Objective:
Print verbatim every line starting at the one that contains "Each instance receives one keypoint. Annotate the green grass" and ending at the final line of the records; include both endpoints.

** Begin Data in this exercise **

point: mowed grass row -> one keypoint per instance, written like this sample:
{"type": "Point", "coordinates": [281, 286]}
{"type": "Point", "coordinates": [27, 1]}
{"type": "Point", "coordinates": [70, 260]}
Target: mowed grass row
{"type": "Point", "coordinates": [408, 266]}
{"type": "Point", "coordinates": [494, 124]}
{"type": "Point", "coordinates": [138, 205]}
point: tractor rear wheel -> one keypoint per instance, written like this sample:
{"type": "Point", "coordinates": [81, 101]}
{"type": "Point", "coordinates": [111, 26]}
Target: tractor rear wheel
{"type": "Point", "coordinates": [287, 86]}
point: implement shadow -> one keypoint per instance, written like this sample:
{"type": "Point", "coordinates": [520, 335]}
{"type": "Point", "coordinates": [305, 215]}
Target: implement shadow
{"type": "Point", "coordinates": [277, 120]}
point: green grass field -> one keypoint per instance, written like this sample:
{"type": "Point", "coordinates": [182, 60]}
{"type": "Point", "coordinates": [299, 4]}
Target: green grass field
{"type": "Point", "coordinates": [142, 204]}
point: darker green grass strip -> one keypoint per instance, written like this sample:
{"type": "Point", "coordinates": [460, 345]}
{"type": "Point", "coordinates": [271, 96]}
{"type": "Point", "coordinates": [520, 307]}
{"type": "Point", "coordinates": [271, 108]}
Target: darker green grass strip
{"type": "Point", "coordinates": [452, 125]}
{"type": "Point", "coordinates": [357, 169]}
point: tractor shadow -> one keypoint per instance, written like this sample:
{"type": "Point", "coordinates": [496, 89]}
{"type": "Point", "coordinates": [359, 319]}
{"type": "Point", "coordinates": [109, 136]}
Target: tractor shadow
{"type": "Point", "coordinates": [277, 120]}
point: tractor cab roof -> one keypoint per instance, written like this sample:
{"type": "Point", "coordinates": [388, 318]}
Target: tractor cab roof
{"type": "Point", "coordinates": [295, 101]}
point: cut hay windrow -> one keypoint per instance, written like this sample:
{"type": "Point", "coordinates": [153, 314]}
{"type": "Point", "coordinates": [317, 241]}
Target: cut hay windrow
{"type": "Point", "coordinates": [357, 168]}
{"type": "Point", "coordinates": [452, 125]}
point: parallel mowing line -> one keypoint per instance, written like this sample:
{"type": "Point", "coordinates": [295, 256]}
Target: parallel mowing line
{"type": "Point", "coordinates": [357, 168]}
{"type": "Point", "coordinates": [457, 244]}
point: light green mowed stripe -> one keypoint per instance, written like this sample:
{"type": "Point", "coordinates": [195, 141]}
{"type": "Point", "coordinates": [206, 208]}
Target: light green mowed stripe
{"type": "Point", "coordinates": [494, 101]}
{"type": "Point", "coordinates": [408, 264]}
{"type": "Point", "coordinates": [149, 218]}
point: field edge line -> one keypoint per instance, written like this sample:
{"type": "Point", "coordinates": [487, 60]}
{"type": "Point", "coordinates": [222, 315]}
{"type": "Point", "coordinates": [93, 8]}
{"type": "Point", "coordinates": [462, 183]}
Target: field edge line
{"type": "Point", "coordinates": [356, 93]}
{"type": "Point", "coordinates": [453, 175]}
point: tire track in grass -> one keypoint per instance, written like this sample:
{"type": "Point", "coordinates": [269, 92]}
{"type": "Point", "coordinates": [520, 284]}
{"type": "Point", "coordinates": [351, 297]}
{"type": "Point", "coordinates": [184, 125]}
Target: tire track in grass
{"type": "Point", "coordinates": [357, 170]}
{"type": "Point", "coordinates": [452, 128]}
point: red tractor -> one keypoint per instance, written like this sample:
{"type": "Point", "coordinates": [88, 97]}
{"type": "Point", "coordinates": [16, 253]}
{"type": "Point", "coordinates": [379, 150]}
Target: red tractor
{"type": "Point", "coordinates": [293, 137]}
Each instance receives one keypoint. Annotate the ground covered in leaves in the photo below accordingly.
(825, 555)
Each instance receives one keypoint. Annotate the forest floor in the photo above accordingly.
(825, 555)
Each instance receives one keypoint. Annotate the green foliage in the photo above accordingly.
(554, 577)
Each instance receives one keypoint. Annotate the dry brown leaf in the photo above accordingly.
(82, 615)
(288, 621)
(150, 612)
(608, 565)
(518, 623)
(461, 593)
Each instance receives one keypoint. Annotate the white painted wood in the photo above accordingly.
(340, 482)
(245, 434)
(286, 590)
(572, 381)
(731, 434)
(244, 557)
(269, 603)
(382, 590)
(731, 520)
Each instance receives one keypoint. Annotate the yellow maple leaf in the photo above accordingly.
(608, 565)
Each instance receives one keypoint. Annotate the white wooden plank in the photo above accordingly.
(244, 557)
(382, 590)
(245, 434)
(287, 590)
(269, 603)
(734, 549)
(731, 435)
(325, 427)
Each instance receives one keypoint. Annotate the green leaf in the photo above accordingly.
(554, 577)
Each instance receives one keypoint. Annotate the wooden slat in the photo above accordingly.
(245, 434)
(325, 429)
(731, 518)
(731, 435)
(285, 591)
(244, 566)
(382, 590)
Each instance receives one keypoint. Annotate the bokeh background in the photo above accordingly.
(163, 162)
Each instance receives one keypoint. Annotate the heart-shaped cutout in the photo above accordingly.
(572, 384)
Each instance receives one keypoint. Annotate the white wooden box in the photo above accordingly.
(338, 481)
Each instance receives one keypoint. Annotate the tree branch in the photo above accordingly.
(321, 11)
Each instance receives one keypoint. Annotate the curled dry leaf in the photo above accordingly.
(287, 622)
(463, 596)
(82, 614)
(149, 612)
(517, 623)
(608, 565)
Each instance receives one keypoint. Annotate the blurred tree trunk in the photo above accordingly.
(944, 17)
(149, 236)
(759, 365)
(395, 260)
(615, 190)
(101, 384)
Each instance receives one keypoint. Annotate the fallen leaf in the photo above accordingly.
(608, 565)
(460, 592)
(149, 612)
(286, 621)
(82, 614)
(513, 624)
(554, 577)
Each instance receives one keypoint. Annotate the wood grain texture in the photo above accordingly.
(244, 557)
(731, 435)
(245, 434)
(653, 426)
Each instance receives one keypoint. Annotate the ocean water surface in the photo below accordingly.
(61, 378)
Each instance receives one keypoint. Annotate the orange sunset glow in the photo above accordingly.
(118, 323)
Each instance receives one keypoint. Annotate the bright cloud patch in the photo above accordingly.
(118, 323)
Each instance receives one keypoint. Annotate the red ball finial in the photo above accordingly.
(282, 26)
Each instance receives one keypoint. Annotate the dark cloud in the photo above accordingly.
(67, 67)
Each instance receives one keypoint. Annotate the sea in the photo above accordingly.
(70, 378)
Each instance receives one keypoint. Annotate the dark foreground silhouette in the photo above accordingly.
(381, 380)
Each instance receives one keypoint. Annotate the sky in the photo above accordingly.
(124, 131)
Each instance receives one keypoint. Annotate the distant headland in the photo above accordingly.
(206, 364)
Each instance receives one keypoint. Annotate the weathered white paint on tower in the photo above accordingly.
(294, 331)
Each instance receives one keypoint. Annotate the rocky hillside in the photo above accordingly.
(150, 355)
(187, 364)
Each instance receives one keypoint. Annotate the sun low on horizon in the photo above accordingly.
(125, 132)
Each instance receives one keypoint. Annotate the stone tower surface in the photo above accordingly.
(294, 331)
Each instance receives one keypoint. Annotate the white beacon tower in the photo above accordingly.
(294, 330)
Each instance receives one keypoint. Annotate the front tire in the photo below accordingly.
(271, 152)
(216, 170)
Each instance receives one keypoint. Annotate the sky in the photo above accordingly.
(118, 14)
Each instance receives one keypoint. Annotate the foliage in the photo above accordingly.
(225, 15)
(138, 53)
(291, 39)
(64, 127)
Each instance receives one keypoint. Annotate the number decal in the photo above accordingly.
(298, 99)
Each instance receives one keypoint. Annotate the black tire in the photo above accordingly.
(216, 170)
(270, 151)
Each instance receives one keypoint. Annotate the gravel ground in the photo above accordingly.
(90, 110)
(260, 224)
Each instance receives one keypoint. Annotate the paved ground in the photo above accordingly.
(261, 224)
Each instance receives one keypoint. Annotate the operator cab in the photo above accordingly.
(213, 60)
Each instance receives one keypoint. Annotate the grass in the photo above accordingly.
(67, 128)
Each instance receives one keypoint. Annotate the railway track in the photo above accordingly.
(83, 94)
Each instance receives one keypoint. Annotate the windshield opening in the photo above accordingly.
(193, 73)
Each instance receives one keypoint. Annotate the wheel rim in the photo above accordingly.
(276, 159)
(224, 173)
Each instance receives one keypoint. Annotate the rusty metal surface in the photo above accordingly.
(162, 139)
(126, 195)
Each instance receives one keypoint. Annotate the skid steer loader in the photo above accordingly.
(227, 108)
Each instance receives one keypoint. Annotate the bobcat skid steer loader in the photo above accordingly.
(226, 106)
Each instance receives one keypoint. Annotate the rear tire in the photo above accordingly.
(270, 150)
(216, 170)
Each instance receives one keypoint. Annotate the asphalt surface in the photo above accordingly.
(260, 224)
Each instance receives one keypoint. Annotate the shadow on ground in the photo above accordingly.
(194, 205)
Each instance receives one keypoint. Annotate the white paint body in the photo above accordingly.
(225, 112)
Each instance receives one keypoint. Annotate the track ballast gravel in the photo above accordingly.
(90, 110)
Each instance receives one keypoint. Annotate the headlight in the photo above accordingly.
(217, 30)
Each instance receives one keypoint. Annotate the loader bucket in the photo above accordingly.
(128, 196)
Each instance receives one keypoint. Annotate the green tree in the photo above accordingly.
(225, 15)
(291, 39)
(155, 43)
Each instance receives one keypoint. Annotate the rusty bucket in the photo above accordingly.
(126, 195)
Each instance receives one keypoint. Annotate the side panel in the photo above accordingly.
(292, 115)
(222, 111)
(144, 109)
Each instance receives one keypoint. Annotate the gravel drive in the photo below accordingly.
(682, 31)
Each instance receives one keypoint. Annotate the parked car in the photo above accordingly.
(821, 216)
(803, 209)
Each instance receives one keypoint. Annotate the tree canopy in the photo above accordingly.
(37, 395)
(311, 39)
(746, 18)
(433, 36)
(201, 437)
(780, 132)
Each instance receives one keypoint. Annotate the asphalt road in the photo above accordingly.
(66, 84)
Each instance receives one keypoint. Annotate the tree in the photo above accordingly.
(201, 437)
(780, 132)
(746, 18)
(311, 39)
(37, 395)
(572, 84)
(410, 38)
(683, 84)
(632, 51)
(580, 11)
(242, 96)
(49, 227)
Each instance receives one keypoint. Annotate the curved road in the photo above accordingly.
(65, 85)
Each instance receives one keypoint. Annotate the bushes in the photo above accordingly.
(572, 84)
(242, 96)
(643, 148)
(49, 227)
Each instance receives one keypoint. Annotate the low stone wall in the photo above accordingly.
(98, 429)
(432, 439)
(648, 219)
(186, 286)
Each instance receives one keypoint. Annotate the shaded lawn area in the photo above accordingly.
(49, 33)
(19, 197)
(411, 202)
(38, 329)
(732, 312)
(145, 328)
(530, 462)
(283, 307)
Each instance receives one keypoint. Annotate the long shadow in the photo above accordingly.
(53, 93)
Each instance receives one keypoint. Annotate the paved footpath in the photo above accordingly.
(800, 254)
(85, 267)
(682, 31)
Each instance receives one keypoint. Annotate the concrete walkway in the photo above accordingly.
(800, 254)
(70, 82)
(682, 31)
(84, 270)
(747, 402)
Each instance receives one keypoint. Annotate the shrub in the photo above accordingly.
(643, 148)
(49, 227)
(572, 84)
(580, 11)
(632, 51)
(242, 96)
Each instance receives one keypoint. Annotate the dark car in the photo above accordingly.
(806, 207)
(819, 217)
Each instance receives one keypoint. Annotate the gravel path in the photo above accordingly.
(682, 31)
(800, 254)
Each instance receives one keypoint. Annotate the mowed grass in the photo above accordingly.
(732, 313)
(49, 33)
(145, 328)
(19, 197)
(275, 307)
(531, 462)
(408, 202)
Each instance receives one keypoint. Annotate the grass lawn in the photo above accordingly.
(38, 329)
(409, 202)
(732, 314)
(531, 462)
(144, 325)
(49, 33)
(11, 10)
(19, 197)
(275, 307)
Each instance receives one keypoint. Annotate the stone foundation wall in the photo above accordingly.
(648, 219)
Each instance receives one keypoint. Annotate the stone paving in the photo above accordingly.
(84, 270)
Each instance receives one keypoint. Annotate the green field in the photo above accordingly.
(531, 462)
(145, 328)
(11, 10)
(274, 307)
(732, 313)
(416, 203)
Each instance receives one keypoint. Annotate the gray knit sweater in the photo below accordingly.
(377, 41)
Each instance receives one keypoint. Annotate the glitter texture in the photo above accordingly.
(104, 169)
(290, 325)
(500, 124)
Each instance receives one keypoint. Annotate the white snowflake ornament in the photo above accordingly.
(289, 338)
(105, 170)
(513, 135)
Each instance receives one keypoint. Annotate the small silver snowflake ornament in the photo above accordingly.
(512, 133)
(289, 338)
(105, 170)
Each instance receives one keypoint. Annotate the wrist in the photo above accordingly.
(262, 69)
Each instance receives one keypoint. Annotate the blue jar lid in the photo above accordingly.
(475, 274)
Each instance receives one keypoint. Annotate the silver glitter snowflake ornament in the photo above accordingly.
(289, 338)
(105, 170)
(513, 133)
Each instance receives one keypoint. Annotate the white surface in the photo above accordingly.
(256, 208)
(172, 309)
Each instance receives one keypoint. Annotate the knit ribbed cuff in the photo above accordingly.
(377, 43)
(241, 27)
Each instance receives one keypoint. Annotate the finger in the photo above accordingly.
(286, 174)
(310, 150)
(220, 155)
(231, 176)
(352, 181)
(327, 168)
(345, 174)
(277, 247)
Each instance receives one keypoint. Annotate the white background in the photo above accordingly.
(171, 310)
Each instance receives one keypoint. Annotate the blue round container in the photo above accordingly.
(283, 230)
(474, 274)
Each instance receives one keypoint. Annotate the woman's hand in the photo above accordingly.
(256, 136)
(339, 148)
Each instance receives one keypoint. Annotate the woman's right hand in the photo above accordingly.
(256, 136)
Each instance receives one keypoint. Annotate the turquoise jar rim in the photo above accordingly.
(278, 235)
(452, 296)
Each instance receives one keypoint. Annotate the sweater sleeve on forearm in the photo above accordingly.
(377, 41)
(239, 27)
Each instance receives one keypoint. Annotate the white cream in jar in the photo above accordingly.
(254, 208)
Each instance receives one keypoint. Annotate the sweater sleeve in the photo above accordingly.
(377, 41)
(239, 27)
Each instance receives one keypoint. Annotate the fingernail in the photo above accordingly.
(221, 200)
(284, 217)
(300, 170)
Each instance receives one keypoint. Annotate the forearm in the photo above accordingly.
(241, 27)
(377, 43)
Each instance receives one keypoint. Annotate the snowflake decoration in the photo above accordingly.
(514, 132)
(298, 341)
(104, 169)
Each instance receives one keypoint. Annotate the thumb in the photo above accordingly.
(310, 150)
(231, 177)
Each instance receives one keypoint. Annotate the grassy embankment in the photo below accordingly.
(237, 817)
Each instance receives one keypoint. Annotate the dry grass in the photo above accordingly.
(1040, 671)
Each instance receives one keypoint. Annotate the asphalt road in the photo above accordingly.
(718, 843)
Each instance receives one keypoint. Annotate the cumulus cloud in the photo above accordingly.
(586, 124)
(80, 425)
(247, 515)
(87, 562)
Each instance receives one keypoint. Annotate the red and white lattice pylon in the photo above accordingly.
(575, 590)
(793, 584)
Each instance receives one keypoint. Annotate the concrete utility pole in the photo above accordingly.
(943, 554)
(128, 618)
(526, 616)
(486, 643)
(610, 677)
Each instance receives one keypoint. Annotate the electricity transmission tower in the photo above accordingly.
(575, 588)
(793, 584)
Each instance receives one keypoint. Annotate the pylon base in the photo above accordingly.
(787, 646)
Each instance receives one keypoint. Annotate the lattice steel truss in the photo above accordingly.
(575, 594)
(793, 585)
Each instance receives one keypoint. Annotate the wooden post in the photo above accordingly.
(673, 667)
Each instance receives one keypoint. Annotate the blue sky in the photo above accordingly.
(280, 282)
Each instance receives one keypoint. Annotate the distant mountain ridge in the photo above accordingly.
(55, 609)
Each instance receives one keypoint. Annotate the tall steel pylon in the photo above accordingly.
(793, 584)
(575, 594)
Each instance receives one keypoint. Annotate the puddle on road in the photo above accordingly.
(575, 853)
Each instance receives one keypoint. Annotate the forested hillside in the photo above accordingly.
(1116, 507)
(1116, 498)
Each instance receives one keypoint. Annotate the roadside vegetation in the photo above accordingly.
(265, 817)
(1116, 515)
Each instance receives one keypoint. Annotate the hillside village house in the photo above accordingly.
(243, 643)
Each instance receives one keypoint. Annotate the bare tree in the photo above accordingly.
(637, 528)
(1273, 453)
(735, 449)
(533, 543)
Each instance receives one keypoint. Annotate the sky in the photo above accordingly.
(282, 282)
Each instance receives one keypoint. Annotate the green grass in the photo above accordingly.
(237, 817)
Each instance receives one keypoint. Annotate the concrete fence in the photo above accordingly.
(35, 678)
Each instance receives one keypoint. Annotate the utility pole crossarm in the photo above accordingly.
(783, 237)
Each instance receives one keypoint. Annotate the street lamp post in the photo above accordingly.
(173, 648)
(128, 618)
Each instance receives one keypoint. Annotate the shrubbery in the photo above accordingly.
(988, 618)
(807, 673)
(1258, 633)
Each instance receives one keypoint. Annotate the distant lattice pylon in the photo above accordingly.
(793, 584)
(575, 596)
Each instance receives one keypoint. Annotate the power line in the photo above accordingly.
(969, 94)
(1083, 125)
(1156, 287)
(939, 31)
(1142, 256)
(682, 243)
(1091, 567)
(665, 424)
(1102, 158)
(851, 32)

** End Data in this exercise **

Answer to this task:
Each instance receives one keypoint. Annotate the green grass in the photo above accordingly.
(237, 817)
Each instance receives one keypoint. Annotate the concrete fence in the photo above accordingly.
(35, 678)
Each instance receives one keypoint. Annotate the utility pole crossarm in the photo above accordingly.
(783, 237)
Each instance receives one keypoint. Annotate the street lamp post in the photo above accordingly.
(173, 648)
(128, 618)
Each instance receives one keypoint. Annotate the shrubbery in the photo above accordingly.
(988, 618)
(807, 673)
(1258, 633)
Each instance receives one keypoint. Annotate the distant lattice pylon in the photo above accordingly.
(793, 584)
(575, 596)
Each instance receives one keypoint. Annotate the power line in the photo above accordingly.
(969, 94)
(1083, 125)
(1156, 287)
(939, 31)
(1142, 256)
(682, 243)
(1091, 567)
(665, 424)
(1102, 158)
(851, 32)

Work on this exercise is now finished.